* DO THIS:
Please count the lines below that contain the word "point", and give only that number.

══ PROVIDED RECORDS

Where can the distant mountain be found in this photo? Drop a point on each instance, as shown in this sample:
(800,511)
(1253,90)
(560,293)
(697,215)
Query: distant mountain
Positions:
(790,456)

════
══ PROVIDED RECORDS

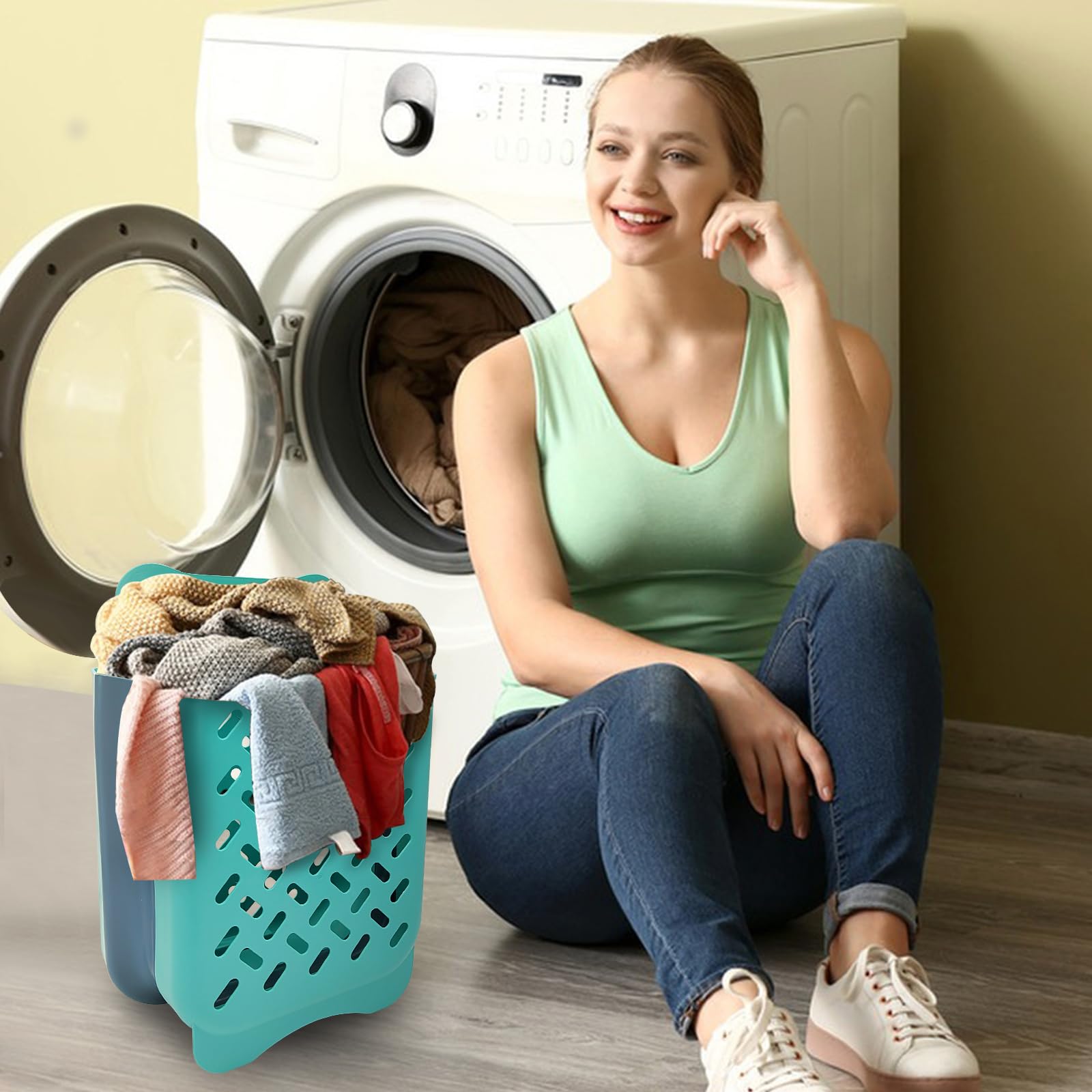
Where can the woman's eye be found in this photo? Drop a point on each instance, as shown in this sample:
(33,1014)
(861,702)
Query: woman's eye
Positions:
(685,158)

════

* WORKED ANSWER:
2